(Data records)

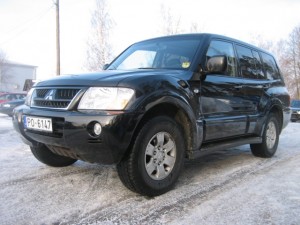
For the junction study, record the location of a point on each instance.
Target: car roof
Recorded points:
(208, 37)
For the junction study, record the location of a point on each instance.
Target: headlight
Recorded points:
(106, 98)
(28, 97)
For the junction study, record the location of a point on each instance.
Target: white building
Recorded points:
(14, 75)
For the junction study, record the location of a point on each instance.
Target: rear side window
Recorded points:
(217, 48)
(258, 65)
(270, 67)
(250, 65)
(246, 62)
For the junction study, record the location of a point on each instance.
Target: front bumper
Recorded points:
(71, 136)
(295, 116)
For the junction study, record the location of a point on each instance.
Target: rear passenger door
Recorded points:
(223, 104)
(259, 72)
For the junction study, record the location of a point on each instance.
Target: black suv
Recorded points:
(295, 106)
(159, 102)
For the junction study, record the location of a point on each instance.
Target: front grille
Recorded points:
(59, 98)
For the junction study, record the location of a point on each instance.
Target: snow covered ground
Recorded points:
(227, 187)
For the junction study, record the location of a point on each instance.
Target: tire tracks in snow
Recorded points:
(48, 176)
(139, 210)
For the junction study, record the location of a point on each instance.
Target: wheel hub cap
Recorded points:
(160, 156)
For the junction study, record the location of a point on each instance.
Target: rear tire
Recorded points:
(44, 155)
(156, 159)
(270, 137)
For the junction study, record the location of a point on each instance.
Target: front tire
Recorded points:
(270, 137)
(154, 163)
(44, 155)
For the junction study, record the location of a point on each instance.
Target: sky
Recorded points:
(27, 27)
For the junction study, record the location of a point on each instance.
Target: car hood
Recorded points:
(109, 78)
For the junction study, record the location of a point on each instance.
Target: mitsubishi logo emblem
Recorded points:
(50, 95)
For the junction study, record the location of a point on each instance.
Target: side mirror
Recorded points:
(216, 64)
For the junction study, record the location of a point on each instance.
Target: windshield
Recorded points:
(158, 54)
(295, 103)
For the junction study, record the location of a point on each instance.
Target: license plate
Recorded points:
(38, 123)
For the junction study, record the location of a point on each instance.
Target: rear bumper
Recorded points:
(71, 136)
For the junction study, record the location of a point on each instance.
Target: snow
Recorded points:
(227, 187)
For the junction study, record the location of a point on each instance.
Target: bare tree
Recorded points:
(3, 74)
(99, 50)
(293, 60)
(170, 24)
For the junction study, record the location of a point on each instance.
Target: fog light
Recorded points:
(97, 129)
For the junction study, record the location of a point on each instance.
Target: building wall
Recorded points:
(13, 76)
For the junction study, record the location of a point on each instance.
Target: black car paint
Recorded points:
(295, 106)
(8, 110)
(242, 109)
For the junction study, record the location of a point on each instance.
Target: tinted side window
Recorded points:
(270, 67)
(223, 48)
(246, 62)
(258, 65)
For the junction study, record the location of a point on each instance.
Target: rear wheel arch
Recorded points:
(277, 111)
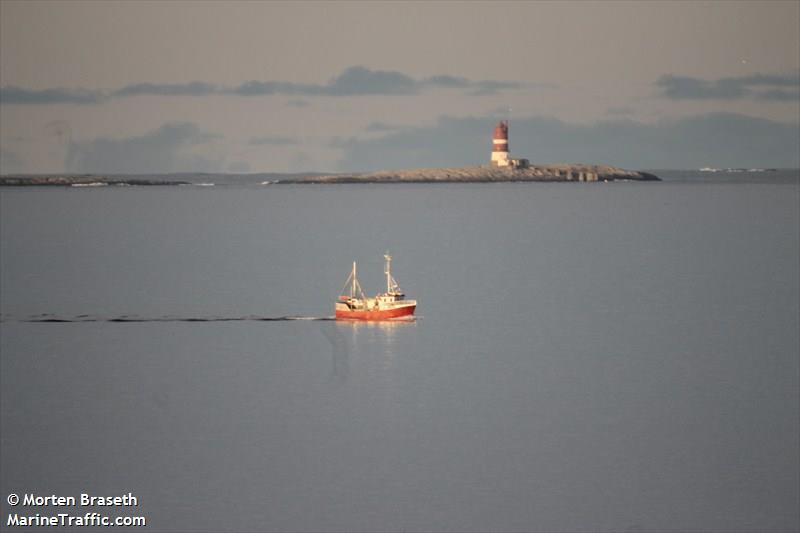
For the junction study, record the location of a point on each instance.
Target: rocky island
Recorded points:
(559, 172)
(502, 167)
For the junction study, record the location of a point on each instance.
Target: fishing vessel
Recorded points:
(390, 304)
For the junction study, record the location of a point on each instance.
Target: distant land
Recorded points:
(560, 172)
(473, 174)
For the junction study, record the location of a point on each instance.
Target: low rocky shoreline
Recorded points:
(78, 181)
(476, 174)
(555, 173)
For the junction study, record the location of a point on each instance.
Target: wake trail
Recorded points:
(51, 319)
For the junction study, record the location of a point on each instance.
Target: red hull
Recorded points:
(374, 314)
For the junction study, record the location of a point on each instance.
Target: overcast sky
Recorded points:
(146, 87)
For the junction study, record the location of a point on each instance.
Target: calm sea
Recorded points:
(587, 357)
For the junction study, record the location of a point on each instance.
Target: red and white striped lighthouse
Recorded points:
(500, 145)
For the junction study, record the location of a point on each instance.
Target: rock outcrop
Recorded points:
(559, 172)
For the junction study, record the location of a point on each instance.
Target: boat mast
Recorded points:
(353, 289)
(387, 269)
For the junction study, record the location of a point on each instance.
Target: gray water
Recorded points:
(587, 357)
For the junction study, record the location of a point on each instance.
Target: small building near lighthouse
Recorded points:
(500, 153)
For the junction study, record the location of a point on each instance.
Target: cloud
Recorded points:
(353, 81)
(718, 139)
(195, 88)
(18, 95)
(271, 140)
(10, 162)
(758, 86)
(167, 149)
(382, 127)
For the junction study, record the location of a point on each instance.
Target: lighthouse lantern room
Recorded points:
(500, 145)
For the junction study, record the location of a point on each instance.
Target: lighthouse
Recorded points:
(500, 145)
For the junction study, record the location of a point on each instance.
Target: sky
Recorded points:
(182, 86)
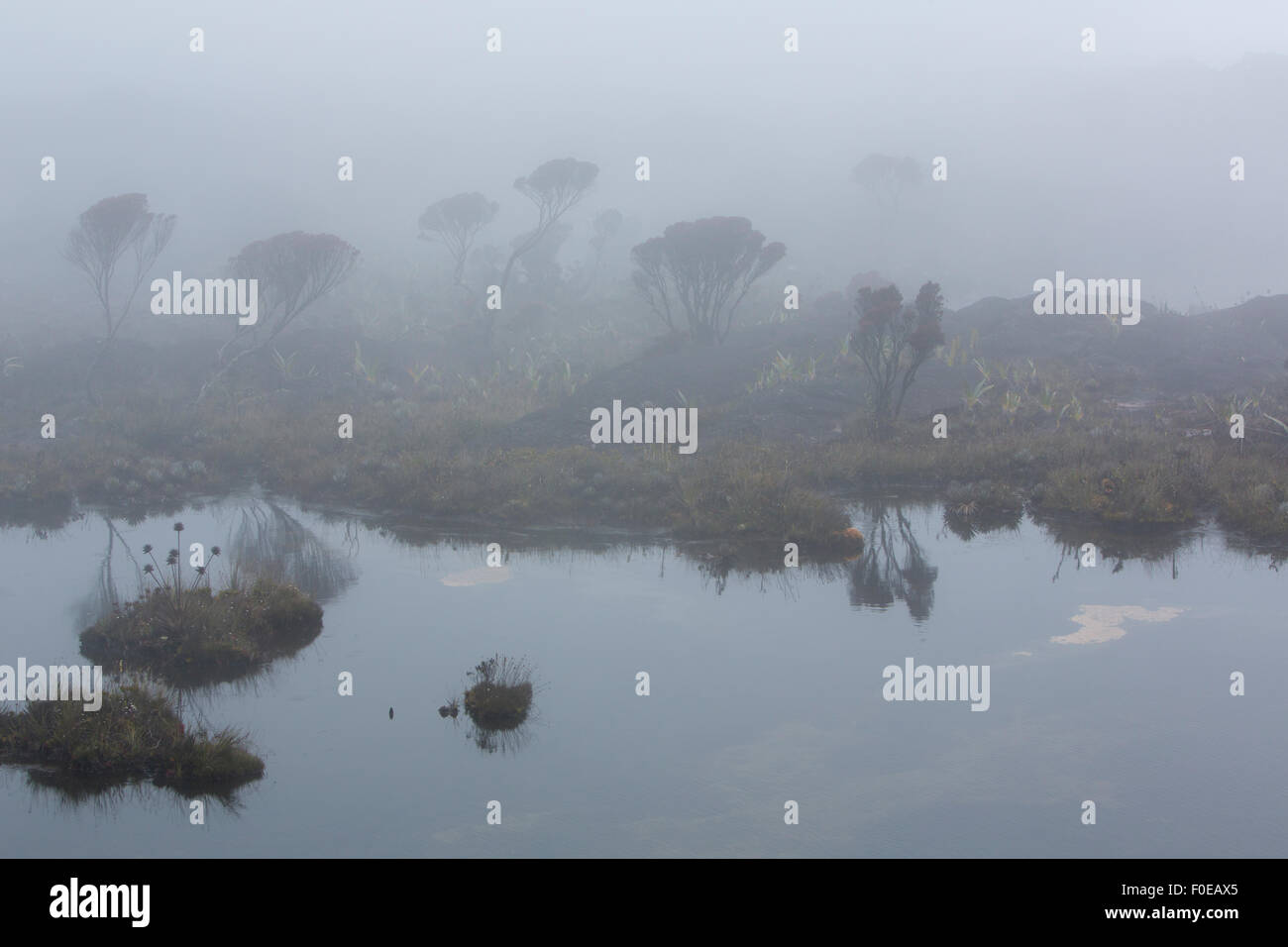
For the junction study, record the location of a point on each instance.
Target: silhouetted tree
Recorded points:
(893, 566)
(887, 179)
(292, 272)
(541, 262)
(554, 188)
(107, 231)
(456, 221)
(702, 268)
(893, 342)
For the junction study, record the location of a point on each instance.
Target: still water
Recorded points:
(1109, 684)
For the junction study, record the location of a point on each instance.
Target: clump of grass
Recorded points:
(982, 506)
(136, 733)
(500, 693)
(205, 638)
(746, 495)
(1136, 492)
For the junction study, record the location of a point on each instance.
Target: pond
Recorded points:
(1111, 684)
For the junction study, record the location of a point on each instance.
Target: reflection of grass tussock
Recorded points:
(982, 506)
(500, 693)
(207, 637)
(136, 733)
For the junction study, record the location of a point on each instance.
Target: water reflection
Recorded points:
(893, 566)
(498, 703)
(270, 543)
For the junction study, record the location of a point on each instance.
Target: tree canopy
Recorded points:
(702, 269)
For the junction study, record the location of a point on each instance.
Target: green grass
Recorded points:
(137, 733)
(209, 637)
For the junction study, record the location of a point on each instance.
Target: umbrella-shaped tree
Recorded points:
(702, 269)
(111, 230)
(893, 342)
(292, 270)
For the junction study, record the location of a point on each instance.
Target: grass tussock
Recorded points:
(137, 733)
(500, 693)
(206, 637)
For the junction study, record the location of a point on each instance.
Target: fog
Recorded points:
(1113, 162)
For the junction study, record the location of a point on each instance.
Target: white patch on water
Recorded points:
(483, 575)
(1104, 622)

(End Data records)

Across the entries above, state how many lines include the string "rear", with no other text.

5